__RECORDS FOR THIS EXERCISE__
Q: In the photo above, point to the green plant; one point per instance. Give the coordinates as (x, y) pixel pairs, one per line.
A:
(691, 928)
...
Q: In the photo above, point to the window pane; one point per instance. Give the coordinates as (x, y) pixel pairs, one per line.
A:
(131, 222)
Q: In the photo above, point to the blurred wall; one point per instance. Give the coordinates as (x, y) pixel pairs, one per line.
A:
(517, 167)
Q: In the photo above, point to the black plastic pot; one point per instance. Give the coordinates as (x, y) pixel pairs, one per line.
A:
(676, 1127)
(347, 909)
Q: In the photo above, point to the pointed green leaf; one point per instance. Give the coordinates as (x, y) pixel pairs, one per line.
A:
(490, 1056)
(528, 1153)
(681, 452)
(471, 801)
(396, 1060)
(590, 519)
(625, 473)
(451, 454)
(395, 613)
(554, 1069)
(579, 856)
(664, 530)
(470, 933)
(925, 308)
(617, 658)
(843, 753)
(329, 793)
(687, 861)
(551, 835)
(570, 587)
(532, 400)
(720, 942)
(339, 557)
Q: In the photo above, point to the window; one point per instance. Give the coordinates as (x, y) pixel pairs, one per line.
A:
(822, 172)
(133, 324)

__DO THIS__
Copy out every line of the records above that contains the string "pairs". Case counts.

__RESULT BELOW__
Q: In the photo above, point to the green plant; one point per instance. Give the coordinates as (x, y) pixel pairs, one per line.
Q: In the photo above, point to the window pane; one point per instance. Give the coordinates as (x, y) pixel pairs, one per line.
Q: In the photo above, point to the blurred wall; one point per instance. Give the coordinates as (x, y) pixel pairs, one per line.
Q: In the photo above, point to the black plastic pot; one point per instance. Give the coordinates as (x, y) pixel pairs, one per line.
Q: In the photo above, point to the pointed green leaf; one point per instance. Give the coordinates as (x, y) pixel pairs, one per line.
Q: In the photo above, point to the window; one point per instance. Give the coordinates as (x, y) pixel pairs, one per line.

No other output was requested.